■ WORK REQUIRED
Please count the lines in the records below that contain the string "segment" and give only that number.
>>
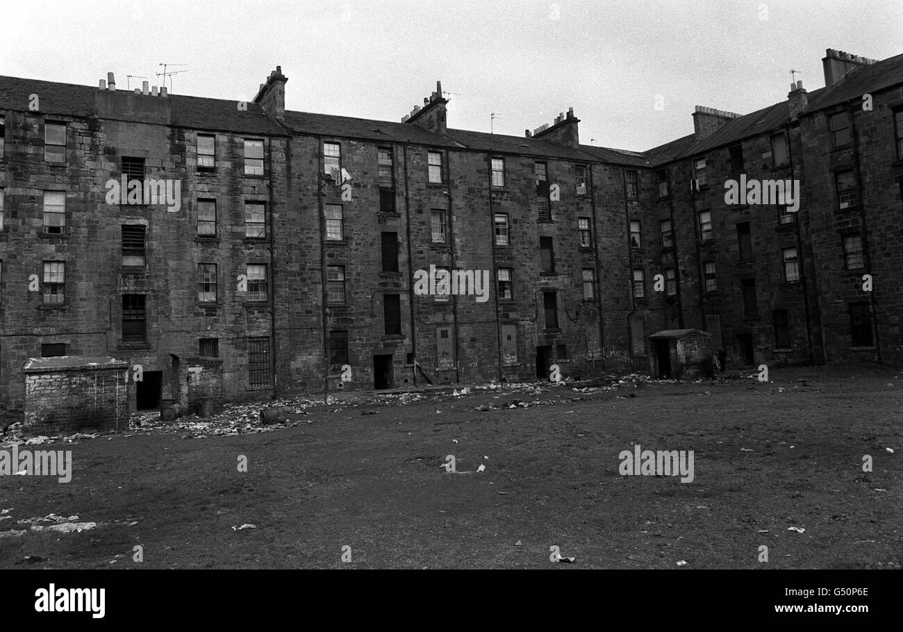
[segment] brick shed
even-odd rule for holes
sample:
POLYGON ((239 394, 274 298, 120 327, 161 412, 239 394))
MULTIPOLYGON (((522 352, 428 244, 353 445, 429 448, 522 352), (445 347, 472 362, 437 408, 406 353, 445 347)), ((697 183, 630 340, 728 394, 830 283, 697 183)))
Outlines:
POLYGON ((128 363, 33 358, 25 363, 25 425, 35 434, 128 428, 128 363))
POLYGON ((649 336, 653 377, 673 379, 712 375, 712 340, 701 330, 665 330, 649 336))

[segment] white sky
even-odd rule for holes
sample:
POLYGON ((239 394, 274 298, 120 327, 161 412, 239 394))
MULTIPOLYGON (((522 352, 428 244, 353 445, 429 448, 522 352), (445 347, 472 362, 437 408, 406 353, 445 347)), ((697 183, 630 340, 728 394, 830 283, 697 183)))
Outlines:
POLYGON ((113 71, 123 88, 129 74, 159 85, 159 64, 181 63, 173 92, 249 100, 278 64, 288 109, 396 121, 442 79, 451 127, 488 132, 496 112, 497 133, 522 135, 573 107, 582 143, 637 151, 691 133, 696 105, 745 114, 787 98, 790 69, 806 88, 824 86, 826 48, 903 53, 900 0, 0 0, 0 75, 97 86, 113 71))

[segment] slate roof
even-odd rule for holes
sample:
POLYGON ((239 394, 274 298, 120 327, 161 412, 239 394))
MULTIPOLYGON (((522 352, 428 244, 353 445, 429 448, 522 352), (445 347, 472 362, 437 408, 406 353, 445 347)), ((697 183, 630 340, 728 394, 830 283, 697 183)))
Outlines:
POLYGON ((831 88, 809 93, 809 103, 803 114, 843 103, 850 99, 861 99, 866 92, 878 92, 903 83, 903 54, 889 57, 870 66, 863 66, 843 77, 831 88))
MULTIPOLYGON (((98 88, 93 86, 0 76, 0 108, 26 111, 29 97, 36 94, 39 98, 39 111, 42 114, 98 116, 99 113, 96 95, 99 91, 98 88)), ((116 93, 128 95, 130 91, 116 90, 116 93)), ((272 135, 285 133, 275 119, 268 116, 256 103, 248 103, 247 111, 241 111, 237 101, 221 98, 185 95, 142 96, 140 98, 167 100, 170 106, 170 124, 174 126, 272 135)), ((157 120, 143 117, 140 111, 126 113, 125 109, 117 118, 136 123, 157 120)))

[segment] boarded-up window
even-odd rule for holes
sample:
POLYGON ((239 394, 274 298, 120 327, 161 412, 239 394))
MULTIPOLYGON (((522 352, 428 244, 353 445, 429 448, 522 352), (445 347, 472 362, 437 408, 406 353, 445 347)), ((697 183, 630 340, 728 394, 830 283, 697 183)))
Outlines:
POLYGON ((517 364, 517 326, 502 325, 502 363, 505 366, 517 364))
POLYGON ((452 339, 451 327, 436 328, 436 367, 454 367, 454 341, 452 339))

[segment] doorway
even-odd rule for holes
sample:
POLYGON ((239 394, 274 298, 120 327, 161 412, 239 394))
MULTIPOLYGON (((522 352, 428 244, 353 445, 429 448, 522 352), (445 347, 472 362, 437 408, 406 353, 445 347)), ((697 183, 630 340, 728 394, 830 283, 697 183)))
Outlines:
POLYGON ((656 358, 658 360, 658 377, 671 379, 671 345, 667 340, 656 340, 656 358))
POLYGON ((739 333, 737 334, 737 341, 740 342, 740 350, 742 355, 744 364, 756 364, 756 357, 752 349, 752 334, 739 333))
POLYGON ((549 379, 549 368, 552 367, 552 345, 536 347, 536 377, 549 379))
POLYGON ((392 388, 395 381, 392 375, 392 354, 373 357, 373 387, 392 388))
POLYGON ((163 383, 163 371, 144 371, 140 382, 135 382, 135 407, 139 411, 160 407, 160 393, 163 383))

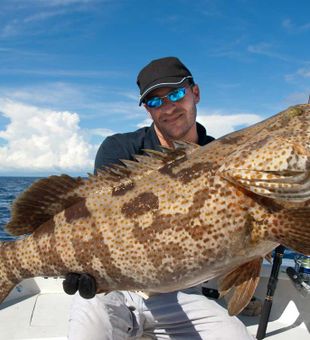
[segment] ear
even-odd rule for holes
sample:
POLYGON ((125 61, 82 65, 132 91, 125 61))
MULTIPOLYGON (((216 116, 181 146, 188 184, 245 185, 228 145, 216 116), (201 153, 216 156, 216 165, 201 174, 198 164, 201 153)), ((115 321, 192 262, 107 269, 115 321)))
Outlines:
POLYGON ((194 101, 195 104, 198 104, 200 101, 200 90, 199 90, 199 86, 197 84, 195 84, 192 87, 192 91, 193 91, 193 95, 194 95, 194 101))

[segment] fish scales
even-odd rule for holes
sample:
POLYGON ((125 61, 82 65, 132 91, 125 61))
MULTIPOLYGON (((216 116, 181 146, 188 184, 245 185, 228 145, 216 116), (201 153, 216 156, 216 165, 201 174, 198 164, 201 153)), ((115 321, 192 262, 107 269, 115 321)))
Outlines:
POLYGON ((0 301, 40 275, 87 272, 98 292, 158 293, 219 275, 226 291, 235 271, 249 290, 229 307, 239 312, 278 243, 310 254, 309 140, 310 105, 299 105, 204 147, 177 142, 88 180, 35 183, 7 226, 31 235, 0 244, 0 301))

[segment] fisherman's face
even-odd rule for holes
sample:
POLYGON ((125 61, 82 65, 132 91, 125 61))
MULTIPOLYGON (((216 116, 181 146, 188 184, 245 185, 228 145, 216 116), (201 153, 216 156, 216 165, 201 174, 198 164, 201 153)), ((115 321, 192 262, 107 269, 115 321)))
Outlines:
MULTIPOLYGON (((196 133, 196 104, 200 100, 198 85, 183 85, 186 88, 185 96, 176 102, 163 98, 163 104, 158 108, 150 108, 144 104, 151 115, 155 127, 160 131, 166 140, 187 140, 193 132, 196 133)), ((163 87, 152 91, 147 99, 152 97, 163 97, 175 88, 163 87)), ((193 141, 194 142, 194 141, 193 141)), ((196 141, 197 142, 197 141, 196 141)))

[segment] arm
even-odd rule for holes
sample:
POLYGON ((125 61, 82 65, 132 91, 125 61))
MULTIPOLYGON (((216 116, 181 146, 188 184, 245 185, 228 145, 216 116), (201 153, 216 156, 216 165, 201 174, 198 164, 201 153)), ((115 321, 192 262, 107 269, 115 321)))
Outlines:
MULTIPOLYGON (((126 143, 122 135, 107 137, 97 151, 94 173, 102 166, 120 164, 120 159, 133 159, 133 153, 134 145, 128 141, 126 143)), ((96 295, 97 284, 95 278, 87 273, 68 273, 63 281, 63 289, 69 295, 79 291, 82 297, 90 299, 96 295)))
<<
■ REPLY TO THE EXERCISE
9